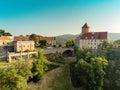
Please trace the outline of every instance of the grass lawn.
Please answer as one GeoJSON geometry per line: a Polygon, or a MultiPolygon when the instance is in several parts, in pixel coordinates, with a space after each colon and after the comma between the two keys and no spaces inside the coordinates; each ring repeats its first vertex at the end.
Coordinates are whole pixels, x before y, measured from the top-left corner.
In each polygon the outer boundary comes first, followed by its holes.
{"type": "Polygon", "coordinates": [[[7,61],[0,61],[0,66],[4,66],[4,65],[7,65],[7,64],[9,64],[9,62],[7,62],[7,61]]]}

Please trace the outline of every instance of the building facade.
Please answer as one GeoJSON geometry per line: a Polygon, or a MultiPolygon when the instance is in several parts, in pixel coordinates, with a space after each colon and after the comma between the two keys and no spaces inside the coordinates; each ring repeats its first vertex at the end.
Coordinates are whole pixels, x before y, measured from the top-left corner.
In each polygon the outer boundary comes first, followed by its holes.
{"type": "Polygon", "coordinates": [[[0,46],[11,45],[13,38],[10,36],[1,36],[0,37],[0,46]]]}
{"type": "Polygon", "coordinates": [[[15,52],[35,50],[34,41],[14,41],[15,52]]]}
{"type": "Polygon", "coordinates": [[[30,41],[34,40],[35,44],[39,45],[40,40],[46,40],[48,46],[53,46],[56,45],[56,37],[46,37],[46,36],[41,36],[41,35],[36,35],[34,38],[32,38],[30,35],[29,36],[15,36],[14,41],[30,41]]]}
{"type": "Polygon", "coordinates": [[[80,48],[98,49],[103,40],[107,39],[107,32],[91,32],[90,27],[85,23],[82,33],[76,38],[76,45],[80,48]]]}

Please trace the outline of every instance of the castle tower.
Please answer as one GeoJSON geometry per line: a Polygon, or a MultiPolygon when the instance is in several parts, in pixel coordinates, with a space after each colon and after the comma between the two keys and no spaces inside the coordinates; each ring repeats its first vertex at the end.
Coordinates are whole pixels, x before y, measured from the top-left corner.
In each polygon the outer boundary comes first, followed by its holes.
{"type": "Polygon", "coordinates": [[[90,32],[90,27],[85,23],[82,27],[82,34],[90,32]]]}

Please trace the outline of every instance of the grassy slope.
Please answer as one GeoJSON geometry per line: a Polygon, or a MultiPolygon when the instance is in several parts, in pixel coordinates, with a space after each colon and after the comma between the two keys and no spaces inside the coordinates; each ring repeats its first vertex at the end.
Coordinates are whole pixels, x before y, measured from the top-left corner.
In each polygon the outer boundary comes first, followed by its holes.
{"type": "Polygon", "coordinates": [[[29,90],[73,90],[69,66],[65,65],[46,73],[38,83],[29,83],[29,90]]]}

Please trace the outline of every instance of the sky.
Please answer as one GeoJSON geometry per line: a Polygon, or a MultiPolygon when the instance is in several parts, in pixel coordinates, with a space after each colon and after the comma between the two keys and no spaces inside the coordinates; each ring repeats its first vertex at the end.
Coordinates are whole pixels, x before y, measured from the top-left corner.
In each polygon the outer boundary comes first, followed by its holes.
{"type": "Polygon", "coordinates": [[[120,0],[0,0],[0,29],[13,36],[120,33],[120,0]]]}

-- EXERCISE REQUIREMENTS --
Reproduce all of the entries above word for word and line for line, leaving out the pictures.

-- RESPONSE TO THE EXERCISE --
Please trace the outline of every instance of the grass lawn.
Please answer as one GeoJSON geometry per line: a Polygon, or a MultiPolygon when the instance is in several parts, in pixel coordinates, with a space after each colon and after the comma between the two keys and no spaces inside the coordinates; each ring repeats its first vertex at the end.
Coordinates are whole pixels, x before y, measured from the top-left corner.
In each polygon the outer boundary comes first, followed by its holes.
{"type": "Polygon", "coordinates": [[[7,61],[0,61],[0,66],[4,66],[4,65],[7,65],[7,64],[9,64],[9,62],[7,62],[7,61]]]}

Please trace the outline of every instance of the building facade.
Please answer as one GeoJSON geometry per line: a Polygon, or a MultiPolygon when the instance is in several parts, in pixel coordinates, with a space after each colon and after the comma between the two keys and no spaces inside the coordinates; each ring repeats its first vertex at the end.
Coordinates are whole pixels, x before y, measured from the top-left corner.
In each polygon the outer boundary comes first, followed by its holes.
{"type": "Polygon", "coordinates": [[[0,46],[11,45],[13,38],[10,36],[1,36],[0,37],[0,46]]]}
{"type": "Polygon", "coordinates": [[[15,52],[35,50],[34,41],[14,41],[15,52]]]}
{"type": "Polygon", "coordinates": [[[30,41],[34,40],[35,44],[39,45],[40,40],[46,40],[48,46],[53,46],[56,45],[56,37],[46,37],[46,36],[41,36],[41,35],[36,35],[34,38],[32,38],[30,35],[29,36],[15,36],[14,41],[30,41]]]}
{"type": "Polygon", "coordinates": [[[80,48],[98,49],[103,40],[107,39],[107,32],[91,32],[90,27],[85,23],[82,33],[76,38],[76,45],[80,48]]]}

Please trace the outline of every instance of the castle tower.
Please answer as one GeoJSON geometry per line: a Polygon, or a MultiPolygon when the instance is in several parts, in pixel coordinates, with a space after each colon and after the comma between the two keys and no spaces inside the coordinates; each ring repeats its first vertex at the end.
Coordinates are whole pixels, x before y, measured from the top-left corner.
In each polygon the outer boundary comes first, followed by its holes.
{"type": "Polygon", "coordinates": [[[90,32],[90,27],[85,23],[82,27],[82,34],[90,32]]]}

Please trace the outline of every instance of the grassy slope.
Please answer as one GeoJSON geometry per line: a Polygon, or a MultiPolygon when the instance is in several parts, in pixel coordinates, with a space after each colon and after the comma between the two keys and no spaces inside the coordinates; each ring repeats its first vertex at the end.
Coordinates are whole pixels, x before y, measured from the top-left corner.
In each polygon the outer boundary comes first, followed by its holes.
{"type": "Polygon", "coordinates": [[[29,90],[73,90],[69,66],[65,65],[46,73],[38,83],[29,83],[29,90]]]}

Please trace the outline of every instance of the sky.
Please answer as one GeoJSON geometry per line: a Polygon, or a MultiPolygon when the instance is in several parts, in pixel coordinates, with a space after each colon and after the comma between the two keys and no spaces inside the coordinates; each ring repeats its first vertex at the end.
Coordinates are whole pixels, x before y, measured from the top-left corner.
In each polygon the outer boundary comes first, followed by its holes.
{"type": "Polygon", "coordinates": [[[120,0],[0,0],[0,29],[13,36],[120,33],[120,0]]]}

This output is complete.